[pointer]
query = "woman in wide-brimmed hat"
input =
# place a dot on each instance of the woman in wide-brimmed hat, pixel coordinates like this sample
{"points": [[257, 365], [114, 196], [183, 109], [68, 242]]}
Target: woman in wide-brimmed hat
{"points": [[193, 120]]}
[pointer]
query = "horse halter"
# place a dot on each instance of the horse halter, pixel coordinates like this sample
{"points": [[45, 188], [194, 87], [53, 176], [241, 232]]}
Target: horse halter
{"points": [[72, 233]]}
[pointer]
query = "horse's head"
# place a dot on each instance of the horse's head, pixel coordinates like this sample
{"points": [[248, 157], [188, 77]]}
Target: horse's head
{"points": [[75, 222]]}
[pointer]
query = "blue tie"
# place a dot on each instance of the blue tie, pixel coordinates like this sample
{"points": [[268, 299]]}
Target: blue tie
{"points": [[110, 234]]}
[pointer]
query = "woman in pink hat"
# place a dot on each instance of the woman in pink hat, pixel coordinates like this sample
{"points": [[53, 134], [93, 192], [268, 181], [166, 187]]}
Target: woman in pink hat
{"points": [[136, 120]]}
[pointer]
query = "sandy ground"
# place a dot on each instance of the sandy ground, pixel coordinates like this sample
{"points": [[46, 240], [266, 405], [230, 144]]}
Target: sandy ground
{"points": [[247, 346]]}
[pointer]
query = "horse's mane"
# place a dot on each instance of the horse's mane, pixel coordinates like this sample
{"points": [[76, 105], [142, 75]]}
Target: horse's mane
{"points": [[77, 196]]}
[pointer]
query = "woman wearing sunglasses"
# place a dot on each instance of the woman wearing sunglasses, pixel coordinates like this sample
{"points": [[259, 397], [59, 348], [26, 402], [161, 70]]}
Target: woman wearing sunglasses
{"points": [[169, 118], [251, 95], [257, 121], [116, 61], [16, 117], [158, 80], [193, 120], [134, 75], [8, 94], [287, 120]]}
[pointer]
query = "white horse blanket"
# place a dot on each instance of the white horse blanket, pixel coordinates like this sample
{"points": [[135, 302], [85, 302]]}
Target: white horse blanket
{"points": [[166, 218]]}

================

Directions >> How many lines in the rows above contain the string "halter"? Reply with the number alone.

Solved problem >> 3